AIM OF THE TASK — Could you say how many lines in the records include "wing"? Please give the number by itself.

(Stored items)
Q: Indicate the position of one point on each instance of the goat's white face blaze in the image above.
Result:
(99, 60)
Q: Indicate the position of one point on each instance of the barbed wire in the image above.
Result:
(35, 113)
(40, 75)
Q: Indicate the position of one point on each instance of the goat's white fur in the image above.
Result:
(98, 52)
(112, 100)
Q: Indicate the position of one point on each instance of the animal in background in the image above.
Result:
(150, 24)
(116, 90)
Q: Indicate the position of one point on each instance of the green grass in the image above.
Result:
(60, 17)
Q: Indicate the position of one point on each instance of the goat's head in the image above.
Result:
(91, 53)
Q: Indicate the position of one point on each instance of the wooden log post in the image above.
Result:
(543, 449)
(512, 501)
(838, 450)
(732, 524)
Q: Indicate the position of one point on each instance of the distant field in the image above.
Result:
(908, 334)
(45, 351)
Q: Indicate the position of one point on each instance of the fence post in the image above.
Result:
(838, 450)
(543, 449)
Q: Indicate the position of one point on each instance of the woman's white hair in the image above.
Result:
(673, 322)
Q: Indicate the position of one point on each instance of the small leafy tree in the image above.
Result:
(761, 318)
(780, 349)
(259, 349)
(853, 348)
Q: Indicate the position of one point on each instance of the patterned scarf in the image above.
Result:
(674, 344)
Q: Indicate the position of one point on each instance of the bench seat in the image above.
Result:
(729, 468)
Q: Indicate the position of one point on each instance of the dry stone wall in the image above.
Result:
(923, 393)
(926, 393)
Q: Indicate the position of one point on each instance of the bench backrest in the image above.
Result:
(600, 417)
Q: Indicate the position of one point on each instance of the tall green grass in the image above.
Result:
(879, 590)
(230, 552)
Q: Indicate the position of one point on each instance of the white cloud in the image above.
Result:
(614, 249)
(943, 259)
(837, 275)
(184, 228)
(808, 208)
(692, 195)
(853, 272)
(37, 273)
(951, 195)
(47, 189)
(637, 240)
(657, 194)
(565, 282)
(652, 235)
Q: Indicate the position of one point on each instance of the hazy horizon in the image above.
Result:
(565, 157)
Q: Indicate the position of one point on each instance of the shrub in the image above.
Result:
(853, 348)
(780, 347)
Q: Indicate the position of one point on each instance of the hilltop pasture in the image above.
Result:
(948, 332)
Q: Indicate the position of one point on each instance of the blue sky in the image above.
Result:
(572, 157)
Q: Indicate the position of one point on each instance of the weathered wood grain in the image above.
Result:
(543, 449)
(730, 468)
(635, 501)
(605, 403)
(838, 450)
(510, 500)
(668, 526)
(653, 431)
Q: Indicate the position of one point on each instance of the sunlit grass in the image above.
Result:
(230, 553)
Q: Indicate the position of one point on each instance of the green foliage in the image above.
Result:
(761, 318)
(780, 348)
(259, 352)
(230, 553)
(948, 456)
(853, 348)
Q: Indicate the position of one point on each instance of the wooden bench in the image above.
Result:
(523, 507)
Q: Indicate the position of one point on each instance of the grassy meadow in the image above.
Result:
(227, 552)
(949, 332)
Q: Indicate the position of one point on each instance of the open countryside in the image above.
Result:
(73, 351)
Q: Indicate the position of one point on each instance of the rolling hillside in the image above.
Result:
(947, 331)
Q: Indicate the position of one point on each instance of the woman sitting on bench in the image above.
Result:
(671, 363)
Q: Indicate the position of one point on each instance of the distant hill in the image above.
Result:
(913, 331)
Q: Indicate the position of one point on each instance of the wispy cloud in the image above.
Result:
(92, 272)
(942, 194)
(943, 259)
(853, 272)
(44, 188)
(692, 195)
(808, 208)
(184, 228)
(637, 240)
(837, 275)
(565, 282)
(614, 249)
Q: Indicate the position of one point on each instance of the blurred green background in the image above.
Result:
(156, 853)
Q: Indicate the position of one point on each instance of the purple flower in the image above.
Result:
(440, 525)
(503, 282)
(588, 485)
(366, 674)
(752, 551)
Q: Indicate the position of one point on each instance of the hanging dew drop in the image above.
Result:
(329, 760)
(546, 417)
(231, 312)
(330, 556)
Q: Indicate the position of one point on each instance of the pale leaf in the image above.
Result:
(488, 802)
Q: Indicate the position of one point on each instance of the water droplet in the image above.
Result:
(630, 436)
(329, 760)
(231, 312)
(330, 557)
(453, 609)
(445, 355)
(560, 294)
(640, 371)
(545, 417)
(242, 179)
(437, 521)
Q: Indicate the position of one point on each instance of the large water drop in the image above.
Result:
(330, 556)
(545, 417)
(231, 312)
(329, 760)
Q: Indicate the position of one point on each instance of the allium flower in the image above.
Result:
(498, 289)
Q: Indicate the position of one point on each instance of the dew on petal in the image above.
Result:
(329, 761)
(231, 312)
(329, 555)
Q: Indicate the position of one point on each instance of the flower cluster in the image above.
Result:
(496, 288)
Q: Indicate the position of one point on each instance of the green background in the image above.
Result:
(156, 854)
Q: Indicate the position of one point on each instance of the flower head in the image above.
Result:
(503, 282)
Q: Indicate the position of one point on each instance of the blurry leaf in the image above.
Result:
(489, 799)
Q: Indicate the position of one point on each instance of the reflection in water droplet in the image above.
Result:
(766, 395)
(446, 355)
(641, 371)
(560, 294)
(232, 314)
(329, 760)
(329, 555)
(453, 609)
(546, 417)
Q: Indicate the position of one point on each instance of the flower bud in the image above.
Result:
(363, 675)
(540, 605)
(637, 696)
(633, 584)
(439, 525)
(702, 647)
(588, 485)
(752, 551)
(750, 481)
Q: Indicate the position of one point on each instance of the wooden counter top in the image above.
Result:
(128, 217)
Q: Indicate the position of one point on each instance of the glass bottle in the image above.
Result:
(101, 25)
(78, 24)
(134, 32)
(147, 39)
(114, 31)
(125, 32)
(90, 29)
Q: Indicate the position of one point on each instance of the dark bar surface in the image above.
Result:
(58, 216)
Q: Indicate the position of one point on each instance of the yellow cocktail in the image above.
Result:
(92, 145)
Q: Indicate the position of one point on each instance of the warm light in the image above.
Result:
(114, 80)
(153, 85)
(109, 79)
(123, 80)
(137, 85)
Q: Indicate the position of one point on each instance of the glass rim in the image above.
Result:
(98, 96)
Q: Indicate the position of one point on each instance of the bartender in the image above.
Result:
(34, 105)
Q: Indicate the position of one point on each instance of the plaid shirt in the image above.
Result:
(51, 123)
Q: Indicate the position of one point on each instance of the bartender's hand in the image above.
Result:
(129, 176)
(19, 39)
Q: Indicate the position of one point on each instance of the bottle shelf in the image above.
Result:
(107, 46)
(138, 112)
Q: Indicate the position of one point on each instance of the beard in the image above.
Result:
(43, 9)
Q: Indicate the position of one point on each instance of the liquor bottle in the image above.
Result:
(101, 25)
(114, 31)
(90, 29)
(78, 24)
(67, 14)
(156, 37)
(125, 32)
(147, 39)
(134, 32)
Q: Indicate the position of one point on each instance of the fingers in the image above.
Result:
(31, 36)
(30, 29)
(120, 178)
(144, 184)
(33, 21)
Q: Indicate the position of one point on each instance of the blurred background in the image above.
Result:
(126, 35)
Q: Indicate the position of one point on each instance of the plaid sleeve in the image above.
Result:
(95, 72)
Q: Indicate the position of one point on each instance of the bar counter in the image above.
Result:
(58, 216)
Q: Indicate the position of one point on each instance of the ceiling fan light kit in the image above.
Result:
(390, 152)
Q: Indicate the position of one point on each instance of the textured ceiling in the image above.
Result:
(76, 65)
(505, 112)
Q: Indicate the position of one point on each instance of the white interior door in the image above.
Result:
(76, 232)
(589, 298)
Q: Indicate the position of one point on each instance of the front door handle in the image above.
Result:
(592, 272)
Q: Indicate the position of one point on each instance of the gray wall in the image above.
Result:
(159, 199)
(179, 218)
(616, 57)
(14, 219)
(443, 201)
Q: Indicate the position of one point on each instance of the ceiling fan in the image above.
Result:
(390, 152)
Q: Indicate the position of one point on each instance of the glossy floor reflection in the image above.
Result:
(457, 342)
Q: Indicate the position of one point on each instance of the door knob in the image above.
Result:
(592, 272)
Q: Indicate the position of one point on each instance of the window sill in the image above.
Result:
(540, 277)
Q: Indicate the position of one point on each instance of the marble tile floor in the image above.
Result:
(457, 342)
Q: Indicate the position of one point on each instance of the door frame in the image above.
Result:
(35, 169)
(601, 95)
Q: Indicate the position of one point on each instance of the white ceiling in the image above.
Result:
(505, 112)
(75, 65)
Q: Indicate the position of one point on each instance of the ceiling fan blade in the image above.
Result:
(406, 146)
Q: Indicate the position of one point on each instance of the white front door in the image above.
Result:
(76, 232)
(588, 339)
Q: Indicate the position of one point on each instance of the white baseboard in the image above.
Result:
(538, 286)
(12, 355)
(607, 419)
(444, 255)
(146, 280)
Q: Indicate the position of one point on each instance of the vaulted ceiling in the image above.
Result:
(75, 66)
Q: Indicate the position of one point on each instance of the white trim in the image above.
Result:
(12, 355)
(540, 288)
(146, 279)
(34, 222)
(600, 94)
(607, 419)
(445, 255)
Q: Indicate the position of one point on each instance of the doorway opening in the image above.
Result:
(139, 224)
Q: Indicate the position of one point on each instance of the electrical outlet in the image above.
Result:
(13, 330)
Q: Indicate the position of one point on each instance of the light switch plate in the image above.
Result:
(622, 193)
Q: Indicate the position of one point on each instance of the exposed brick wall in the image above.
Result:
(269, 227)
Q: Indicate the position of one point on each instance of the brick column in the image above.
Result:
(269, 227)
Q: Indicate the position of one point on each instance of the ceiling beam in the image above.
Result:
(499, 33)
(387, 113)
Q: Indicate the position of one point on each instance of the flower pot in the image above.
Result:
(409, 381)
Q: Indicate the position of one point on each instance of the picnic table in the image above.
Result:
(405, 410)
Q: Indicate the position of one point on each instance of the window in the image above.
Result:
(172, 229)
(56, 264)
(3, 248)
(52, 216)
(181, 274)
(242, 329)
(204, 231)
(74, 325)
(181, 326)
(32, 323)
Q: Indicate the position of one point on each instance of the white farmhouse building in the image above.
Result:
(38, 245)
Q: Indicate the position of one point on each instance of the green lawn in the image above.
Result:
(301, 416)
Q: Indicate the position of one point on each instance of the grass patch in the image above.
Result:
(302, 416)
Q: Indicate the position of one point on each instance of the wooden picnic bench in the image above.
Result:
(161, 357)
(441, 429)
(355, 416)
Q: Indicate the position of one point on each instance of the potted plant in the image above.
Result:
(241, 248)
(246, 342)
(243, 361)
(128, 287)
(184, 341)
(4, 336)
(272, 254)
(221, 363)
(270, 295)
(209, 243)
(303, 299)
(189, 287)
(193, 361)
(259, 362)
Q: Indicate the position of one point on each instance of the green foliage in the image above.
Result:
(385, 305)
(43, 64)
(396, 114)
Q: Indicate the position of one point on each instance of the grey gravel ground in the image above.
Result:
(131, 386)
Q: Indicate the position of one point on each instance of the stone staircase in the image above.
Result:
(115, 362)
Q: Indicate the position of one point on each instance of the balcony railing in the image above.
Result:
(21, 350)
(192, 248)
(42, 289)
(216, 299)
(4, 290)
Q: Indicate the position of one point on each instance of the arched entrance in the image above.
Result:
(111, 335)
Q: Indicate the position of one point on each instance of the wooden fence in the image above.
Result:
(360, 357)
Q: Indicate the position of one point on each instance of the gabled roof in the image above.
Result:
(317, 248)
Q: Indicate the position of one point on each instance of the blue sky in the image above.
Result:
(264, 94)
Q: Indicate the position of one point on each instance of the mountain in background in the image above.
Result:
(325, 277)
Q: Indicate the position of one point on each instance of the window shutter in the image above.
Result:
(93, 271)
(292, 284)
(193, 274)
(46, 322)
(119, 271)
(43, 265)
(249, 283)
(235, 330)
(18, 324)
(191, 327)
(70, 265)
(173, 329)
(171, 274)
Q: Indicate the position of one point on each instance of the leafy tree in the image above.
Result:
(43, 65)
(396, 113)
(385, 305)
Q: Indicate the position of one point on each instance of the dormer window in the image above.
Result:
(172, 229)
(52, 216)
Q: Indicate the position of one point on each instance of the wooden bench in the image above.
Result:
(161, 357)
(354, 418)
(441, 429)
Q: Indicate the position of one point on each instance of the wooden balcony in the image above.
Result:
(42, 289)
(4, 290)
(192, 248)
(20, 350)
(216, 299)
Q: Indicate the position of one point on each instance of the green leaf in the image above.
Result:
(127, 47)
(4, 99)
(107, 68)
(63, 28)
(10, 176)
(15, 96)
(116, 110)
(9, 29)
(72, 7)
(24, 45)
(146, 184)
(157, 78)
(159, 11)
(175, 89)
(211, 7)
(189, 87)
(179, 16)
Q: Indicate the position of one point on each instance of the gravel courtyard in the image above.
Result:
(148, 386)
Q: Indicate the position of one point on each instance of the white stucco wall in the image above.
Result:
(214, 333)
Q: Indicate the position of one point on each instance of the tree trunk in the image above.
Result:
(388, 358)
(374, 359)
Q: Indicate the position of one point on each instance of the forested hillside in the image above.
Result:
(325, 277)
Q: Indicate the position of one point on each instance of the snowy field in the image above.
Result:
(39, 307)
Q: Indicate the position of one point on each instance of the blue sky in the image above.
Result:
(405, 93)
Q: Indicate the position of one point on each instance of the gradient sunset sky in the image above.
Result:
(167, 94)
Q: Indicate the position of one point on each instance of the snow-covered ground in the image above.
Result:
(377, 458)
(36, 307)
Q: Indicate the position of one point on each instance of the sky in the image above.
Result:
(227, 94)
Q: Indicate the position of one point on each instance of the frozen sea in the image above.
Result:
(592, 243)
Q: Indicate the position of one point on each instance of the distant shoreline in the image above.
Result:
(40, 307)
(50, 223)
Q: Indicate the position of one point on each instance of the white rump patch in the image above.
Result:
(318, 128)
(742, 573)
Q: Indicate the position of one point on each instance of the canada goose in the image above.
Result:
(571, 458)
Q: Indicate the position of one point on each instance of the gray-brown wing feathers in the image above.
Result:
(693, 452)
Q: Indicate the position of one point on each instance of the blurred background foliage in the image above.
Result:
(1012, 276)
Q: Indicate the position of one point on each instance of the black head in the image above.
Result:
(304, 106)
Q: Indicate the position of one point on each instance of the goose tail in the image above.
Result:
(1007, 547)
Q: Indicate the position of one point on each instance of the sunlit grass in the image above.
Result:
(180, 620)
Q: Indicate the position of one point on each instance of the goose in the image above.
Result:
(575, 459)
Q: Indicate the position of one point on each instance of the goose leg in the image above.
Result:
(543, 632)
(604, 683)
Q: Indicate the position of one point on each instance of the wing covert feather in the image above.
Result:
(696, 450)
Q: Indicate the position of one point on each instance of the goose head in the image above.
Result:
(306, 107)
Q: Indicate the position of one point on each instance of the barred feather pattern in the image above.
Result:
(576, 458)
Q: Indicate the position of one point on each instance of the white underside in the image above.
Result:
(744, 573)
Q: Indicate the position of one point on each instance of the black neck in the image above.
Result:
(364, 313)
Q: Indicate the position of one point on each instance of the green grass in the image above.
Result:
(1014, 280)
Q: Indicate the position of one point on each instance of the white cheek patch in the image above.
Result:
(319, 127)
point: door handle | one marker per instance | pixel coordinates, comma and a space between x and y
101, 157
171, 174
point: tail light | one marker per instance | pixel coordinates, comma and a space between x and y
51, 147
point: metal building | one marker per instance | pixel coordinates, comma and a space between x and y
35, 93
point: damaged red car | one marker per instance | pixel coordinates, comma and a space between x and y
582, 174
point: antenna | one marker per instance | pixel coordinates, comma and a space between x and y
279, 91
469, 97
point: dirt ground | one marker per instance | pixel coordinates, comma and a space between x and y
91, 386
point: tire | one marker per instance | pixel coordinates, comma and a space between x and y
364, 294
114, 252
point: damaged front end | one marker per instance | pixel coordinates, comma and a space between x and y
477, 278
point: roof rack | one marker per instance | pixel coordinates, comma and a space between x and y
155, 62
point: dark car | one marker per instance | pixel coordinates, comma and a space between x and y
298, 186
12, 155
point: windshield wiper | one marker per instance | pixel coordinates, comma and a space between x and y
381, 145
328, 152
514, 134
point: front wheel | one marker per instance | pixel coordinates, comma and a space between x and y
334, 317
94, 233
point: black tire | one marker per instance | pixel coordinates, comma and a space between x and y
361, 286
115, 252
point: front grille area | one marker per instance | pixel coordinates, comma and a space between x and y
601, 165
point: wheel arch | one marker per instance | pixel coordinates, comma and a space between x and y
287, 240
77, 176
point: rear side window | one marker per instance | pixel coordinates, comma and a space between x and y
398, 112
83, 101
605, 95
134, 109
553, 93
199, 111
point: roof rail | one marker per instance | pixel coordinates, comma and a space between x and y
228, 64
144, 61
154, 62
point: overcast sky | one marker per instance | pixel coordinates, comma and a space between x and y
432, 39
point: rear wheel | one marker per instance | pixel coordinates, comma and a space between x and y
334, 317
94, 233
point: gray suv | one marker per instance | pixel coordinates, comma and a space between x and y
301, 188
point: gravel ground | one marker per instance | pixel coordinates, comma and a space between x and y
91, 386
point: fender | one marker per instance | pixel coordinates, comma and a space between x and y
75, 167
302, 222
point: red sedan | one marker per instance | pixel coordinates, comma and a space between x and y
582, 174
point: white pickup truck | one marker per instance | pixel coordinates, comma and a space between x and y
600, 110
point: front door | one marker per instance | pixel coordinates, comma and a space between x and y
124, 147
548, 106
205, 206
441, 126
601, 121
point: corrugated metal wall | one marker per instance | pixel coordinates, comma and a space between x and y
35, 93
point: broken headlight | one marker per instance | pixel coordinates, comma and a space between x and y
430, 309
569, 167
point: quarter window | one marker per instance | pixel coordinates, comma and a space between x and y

OUTPUT OF THE TASK — 2